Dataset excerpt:
╭──

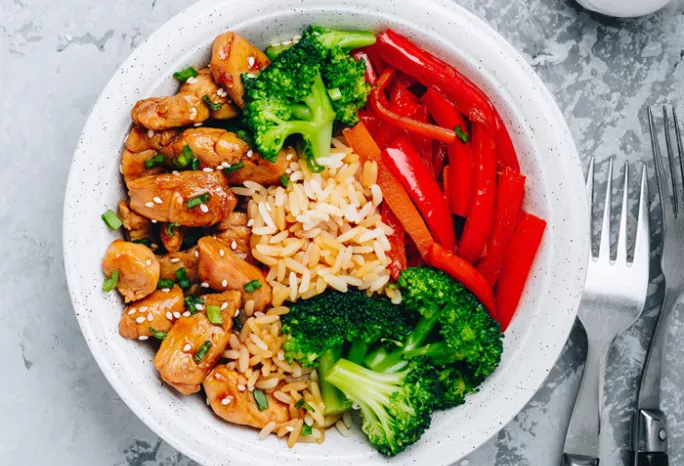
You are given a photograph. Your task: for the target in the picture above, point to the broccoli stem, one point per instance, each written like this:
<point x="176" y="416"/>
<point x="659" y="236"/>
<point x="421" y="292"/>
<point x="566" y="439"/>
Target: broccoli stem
<point x="334" y="400"/>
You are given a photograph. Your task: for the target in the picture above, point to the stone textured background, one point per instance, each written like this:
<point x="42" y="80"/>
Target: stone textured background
<point x="55" y="57"/>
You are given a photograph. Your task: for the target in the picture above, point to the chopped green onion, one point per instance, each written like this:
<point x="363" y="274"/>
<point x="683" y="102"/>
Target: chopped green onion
<point x="182" y="277"/>
<point x="191" y="302"/>
<point x="462" y="135"/>
<point x="261" y="400"/>
<point x="233" y="168"/>
<point x="170" y="227"/>
<point x="199" y="355"/>
<point x="213" y="106"/>
<point x="154" y="161"/>
<point x="164" y="284"/>
<point x="159" y="335"/>
<point x="110" y="283"/>
<point x="335" y="94"/>
<point x="197" y="200"/>
<point x="111" y="219"/>
<point x="250" y="287"/>
<point x="214" y="315"/>
<point x="185" y="74"/>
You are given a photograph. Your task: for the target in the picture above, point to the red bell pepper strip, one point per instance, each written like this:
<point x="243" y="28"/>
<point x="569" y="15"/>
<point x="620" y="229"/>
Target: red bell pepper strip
<point x="463" y="272"/>
<point x="397" y="252"/>
<point x="371" y="75"/>
<point x="405" y="162"/>
<point x="460" y="153"/>
<point x="402" y="54"/>
<point x="509" y="193"/>
<point x="517" y="265"/>
<point x="480" y="220"/>
<point x="381" y="110"/>
<point x="393" y="192"/>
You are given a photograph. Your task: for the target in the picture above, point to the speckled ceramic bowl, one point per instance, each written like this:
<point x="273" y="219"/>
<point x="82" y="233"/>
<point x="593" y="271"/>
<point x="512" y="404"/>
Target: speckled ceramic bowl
<point x="555" y="191"/>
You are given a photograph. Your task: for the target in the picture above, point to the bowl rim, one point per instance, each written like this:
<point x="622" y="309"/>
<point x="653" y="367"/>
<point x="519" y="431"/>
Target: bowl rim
<point x="182" y="444"/>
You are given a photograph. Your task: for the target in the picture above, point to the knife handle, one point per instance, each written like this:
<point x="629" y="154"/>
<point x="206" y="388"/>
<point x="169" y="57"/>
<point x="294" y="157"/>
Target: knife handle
<point x="652" y="459"/>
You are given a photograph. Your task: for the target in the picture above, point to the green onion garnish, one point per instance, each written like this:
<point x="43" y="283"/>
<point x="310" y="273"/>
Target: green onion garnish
<point x="462" y="135"/>
<point x="159" y="335"/>
<point x="191" y="303"/>
<point x="111" y="219"/>
<point x="197" y="200"/>
<point x="199" y="355"/>
<point x="110" y="283"/>
<point x="185" y="74"/>
<point x="233" y="168"/>
<point x="252" y="286"/>
<point x="335" y="94"/>
<point x="164" y="284"/>
<point x="261" y="400"/>
<point x="154" y="161"/>
<point x="213" y="106"/>
<point x="214" y="315"/>
<point x="182" y="277"/>
<point x="170" y="227"/>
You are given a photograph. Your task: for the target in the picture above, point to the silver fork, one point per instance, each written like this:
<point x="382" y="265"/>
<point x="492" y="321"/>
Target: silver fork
<point x="614" y="296"/>
<point x="649" y="435"/>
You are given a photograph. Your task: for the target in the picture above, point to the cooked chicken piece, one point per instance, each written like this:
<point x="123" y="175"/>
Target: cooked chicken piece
<point x="223" y="270"/>
<point x="233" y="55"/>
<point x="152" y="312"/>
<point x="180" y="361"/>
<point x="238" y="406"/>
<point x="235" y="234"/>
<point x="137" y="266"/>
<point x="212" y="146"/>
<point x="136" y="226"/>
<point x="171" y="263"/>
<point x="172" y="236"/>
<point x="164" y="197"/>
<point x="262" y="171"/>
<point x="185" y="108"/>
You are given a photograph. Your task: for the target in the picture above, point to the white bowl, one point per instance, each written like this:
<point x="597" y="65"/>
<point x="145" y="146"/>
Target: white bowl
<point x="555" y="190"/>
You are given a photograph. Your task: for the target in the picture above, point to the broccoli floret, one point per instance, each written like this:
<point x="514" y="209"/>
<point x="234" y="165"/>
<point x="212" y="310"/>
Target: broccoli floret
<point x="453" y="326"/>
<point x="319" y="331"/>
<point x="396" y="406"/>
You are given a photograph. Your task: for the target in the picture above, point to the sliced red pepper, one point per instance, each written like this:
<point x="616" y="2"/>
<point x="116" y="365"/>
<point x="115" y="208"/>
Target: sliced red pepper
<point x="405" y="162"/>
<point x="393" y="192"/>
<point x="397" y="252"/>
<point x="509" y="194"/>
<point x="480" y="220"/>
<point x="517" y="265"/>
<point x="460" y="152"/>
<point x="381" y="110"/>
<point x="371" y="75"/>
<point x="463" y="272"/>
<point x="429" y="70"/>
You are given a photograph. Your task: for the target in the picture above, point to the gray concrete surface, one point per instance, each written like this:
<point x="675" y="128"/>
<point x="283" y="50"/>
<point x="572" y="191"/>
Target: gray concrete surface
<point x="55" y="57"/>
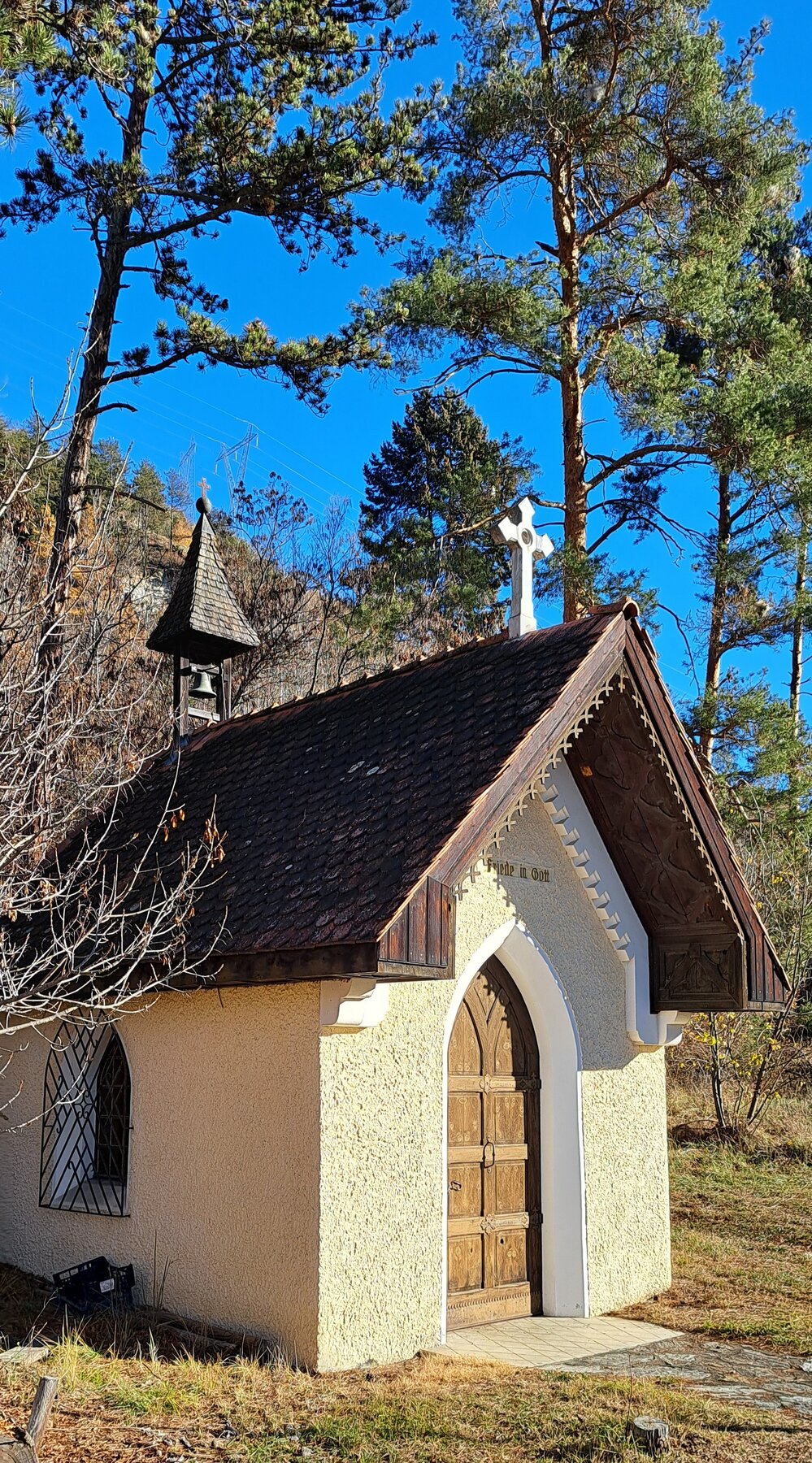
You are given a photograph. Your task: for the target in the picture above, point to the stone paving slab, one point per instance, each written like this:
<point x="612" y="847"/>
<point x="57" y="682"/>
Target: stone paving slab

╰──

Copy out every item above word for word, omitting the pictures.

## Reply to the exercise
You are given a photograph. Your task: for the target in the picture above, point to the broccoli stem, one point per instance, each written like this:
<point x="176" y="416"/>
<point x="659" y="236"/>
<point x="421" y="292"/>
<point x="566" y="439"/>
Target: broccoli stem
<point x="334" y="400"/>
You are given a photograph. Your task: for the target in the picture above, point to the stone textured background, one point per instance, each written like this:
<point x="42" y="80"/>
Target: stone textured background
<point x="55" y="57"/>
You are given a photograph. Your task: for the target in the picture above, point to the chopped green onion, one point per instance, each written like this:
<point x="363" y="274"/>
<point x="683" y="102"/>
Target: chopped green onion
<point x="182" y="277"/>
<point x="191" y="302"/>
<point x="462" y="135"/>
<point x="261" y="400"/>
<point x="233" y="168"/>
<point x="170" y="227"/>
<point x="199" y="355"/>
<point x="213" y="106"/>
<point x="154" y="161"/>
<point x="164" y="284"/>
<point x="159" y="335"/>
<point x="110" y="283"/>
<point x="335" y="94"/>
<point x="197" y="200"/>
<point x="111" y="219"/>
<point x="250" y="287"/>
<point x="214" y="315"/>
<point x="185" y="74"/>
You are given a photograph. Your task: for the target in the picture above, point to the red bell pepper strip, one point per instance, each written like this:
<point x="243" y="28"/>
<point x="569" y="15"/>
<point x="620" y="229"/>
Target: red bell pepper strip
<point x="463" y="272"/>
<point x="397" y="252"/>
<point x="371" y="75"/>
<point x="405" y="162"/>
<point x="460" y="153"/>
<point x="402" y="54"/>
<point x="509" y="193"/>
<point x="517" y="265"/>
<point x="480" y="220"/>
<point x="381" y="110"/>
<point x="393" y="192"/>
You are given a photograph. Your task: for the target in the picture above, point to the speckled ceramic bowl, one point per instance, each written like this:
<point x="273" y="219"/>
<point x="82" y="233"/>
<point x="593" y="271"/>
<point x="512" y="404"/>
Target: speckled ceramic bowl
<point x="555" y="191"/>
You are given a photograph. Your task: for the target in the picture above, point to the bowl rim, one point per instance, each written like this:
<point x="622" y="309"/>
<point x="653" y="367"/>
<point x="519" y="431"/>
Target: bowl rim
<point x="182" y="444"/>
You are given a photograph. Your task: for the target in the picture above, point to the knife handle, one point per instance, each written like this:
<point x="629" y="154"/>
<point x="206" y="388"/>
<point x="169" y="57"/>
<point x="294" y="157"/>
Target: knife handle
<point x="652" y="459"/>
You are given a photograph. Your task: for the target in the picture above, point to the green onion garnish, one point per instance, each written like this:
<point x="43" y="283"/>
<point x="310" y="273"/>
Target: green onion garnish
<point x="462" y="135"/>
<point x="159" y="335"/>
<point x="191" y="303"/>
<point x="111" y="219"/>
<point x="197" y="200"/>
<point x="199" y="355"/>
<point x="110" y="283"/>
<point x="185" y="74"/>
<point x="233" y="168"/>
<point x="252" y="286"/>
<point x="335" y="94"/>
<point x="164" y="284"/>
<point x="261" y="400"/>
<point x="154" y="161"/>
<point x="213" y="106"/>
<point x="214" y="315"/>
<point x="182" y="277"/>
<point x="170" y="227"/>
You are given a photograph. Your task: for the target in the picture above, point to the silver fork, one point per instance, each written like this:
<point x="382" y="265"/>
<point x="492" y="321"/>
Target: silver fork
<point x="614" y="296"/>
<point x="649" y="435"/>
You are given a photograph. Your task: for the target in the picture above, point to the cooked chicken piece, one point per instance, each written like this:
<point x="123" y="175"/>
Target: cooked chicken piece
<point x="223" y="270"/>
<point x="233" y="55"/>
<point x="152" y="312"/>
<point x="180" y="361"/>
<point x="238" y="406"/>
<point x="235" y="234"/>
<point x="137" y="266"/>
<point x="212" y="146"/>
<point x="136" y="226"/>
<point x="171" y="263"/>
<point x="172" y="236"/>
<point x="164" y="197"/>
<point x="262" y="171"/>
<point x="185" y="108"/>
You are given a photograph. Your task: for the target in the picture above, point to the white bowl, one point per instance, each written like this:
<point x="597" y="65"/>
<point x="145" y="146"/>
Target: white bowl
<point x="555" y="190"/>
You are given a photograph. Your task: for the target in the picture above, point to the broccoli floret, one point per instance, each written like this:
<point x="514" y="209"/>
<point x="234" y="165"/>
<point x="212" y="310"/>
Target: broccoli floret
<point x="453" y="326"/>
<point x="319" y="331"/>
<point x="396" y="406"/>
You are given a photograph. Your task: for the target in the picture above, point to the sliced red pepper, one point per instance, each written like this:
<point x="616" y="2"/>
<point x="116" y="365"/>
<point x="115" y="208"/>
Target: sliced red pepper
<point x="405" y="162"/>
<point x="393" y="192"/>
<point x="397" y="252"/>
<point x="509" y="194"/>
<point x="480" y="220"/>
<point x="517" y="265"/>
<point x="460" y="152"/>
<point x="381" y="110"/>
<point x="371" y="75"/>
<point x="463" y="272"/>
<point x="429" y="70"/>
You are given a photograph. Your task: for the target in the picture above, point to the gray concrete surface, one point per instance, each written like this:
<point x="675" y="128"/>
<point x="283" y="50"/>
<point x="572" y="191"/>
Target: gray concrete surface
<point x="55" y="57"/>
You are given a photograph. Your task: for the target in the picture above, point to the stone paving slab, one point per instance, each written like this:
<point x="612" y="847"/>
<point x="57" y="682"/>
Target: stone paving slab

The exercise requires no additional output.